Data in this exercise:
============================================================
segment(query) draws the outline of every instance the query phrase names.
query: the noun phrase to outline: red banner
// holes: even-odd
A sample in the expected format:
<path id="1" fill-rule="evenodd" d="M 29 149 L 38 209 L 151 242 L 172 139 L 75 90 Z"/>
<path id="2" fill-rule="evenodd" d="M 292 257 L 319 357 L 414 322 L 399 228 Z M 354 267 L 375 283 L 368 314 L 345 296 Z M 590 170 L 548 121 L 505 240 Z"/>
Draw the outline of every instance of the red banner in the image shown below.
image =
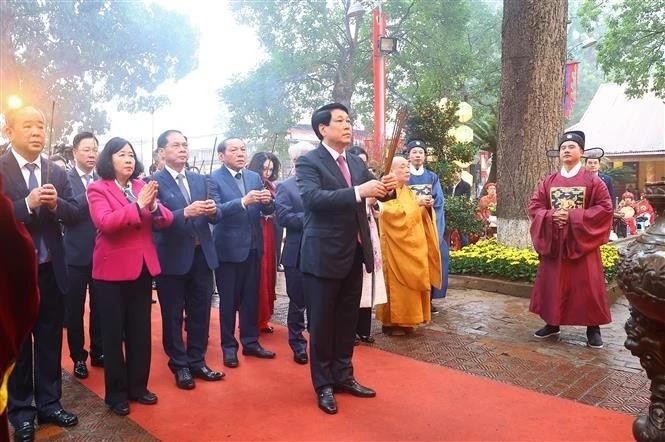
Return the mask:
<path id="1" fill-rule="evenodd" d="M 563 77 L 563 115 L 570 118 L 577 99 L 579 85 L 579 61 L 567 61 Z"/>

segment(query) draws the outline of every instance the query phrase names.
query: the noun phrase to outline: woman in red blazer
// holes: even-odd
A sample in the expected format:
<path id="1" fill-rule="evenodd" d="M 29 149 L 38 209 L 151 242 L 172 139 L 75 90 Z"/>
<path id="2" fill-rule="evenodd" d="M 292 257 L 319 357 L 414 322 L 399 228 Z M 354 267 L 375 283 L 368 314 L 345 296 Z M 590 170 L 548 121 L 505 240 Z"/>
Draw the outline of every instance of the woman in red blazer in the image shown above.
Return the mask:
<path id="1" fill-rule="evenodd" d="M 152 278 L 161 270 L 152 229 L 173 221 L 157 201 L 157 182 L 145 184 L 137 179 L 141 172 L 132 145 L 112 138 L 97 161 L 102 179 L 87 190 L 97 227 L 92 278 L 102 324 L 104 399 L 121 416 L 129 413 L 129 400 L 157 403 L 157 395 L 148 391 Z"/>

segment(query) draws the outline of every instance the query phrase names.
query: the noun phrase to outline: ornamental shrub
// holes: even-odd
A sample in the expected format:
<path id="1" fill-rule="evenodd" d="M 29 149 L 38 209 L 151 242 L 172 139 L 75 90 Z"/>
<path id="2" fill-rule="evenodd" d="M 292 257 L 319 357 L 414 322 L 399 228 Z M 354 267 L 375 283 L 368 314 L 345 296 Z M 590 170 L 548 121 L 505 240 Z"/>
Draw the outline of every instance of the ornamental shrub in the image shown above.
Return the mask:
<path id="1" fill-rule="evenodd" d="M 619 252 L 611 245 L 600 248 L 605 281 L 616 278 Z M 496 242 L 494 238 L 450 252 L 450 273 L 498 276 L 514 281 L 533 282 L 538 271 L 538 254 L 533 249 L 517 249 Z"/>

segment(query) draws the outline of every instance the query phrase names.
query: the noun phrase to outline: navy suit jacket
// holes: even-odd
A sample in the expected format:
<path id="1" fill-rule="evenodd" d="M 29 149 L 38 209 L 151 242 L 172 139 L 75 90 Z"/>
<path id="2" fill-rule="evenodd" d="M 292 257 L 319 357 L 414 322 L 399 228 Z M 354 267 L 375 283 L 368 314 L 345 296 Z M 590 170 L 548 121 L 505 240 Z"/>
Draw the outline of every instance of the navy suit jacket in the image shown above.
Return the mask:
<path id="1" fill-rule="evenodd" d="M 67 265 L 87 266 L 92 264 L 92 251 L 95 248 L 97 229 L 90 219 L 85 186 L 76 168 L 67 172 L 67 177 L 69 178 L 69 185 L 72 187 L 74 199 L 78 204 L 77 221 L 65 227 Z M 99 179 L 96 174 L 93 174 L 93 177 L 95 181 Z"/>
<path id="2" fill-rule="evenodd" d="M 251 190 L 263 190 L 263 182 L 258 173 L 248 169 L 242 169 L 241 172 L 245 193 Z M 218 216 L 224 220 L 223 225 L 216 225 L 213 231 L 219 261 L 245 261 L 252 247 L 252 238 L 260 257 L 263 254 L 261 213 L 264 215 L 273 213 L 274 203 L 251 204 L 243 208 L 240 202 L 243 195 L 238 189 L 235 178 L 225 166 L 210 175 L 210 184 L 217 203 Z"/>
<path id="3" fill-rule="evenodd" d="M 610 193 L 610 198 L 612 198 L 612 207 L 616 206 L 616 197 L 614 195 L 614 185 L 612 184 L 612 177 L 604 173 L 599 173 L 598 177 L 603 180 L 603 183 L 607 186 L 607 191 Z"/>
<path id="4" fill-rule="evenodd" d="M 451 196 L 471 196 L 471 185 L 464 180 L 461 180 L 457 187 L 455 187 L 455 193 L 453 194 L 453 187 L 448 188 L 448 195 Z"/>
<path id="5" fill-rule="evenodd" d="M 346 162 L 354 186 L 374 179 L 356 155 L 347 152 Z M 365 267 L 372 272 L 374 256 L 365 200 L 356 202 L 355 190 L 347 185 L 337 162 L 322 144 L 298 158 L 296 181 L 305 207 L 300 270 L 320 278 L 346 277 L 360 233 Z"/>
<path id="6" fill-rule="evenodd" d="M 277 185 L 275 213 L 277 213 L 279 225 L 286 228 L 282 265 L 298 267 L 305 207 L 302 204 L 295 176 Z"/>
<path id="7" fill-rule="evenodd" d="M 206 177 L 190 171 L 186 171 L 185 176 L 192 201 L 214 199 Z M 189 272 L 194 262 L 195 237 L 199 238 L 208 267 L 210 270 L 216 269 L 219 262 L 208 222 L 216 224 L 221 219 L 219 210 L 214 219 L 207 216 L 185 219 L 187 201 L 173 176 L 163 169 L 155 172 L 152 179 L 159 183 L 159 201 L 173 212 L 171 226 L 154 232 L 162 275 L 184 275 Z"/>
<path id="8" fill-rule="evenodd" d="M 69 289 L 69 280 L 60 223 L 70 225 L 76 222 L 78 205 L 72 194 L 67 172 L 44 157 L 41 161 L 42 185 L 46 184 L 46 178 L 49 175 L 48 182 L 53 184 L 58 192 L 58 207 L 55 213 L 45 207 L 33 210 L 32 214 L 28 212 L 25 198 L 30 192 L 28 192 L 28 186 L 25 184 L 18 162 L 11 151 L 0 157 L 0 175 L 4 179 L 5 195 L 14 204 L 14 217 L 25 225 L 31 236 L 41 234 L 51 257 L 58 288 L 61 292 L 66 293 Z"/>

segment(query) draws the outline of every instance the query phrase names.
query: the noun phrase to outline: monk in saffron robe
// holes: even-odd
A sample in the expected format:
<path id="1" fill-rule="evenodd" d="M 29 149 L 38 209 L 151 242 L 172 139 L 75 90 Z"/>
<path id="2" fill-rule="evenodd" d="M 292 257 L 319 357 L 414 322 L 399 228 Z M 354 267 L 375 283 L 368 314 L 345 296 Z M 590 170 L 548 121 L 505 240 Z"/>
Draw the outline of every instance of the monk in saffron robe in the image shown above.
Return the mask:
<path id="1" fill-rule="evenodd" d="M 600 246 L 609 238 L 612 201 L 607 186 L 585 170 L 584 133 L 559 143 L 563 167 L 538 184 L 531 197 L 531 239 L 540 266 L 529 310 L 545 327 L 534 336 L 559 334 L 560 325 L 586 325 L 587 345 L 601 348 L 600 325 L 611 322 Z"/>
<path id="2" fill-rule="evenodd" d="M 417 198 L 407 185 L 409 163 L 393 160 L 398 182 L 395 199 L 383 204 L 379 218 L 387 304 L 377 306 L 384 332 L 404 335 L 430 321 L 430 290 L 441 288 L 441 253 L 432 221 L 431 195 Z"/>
============================================================
What is required: Write down how many lines of the data above carry the word "monk". Nothing else belongs in the answer.

Completed task: 2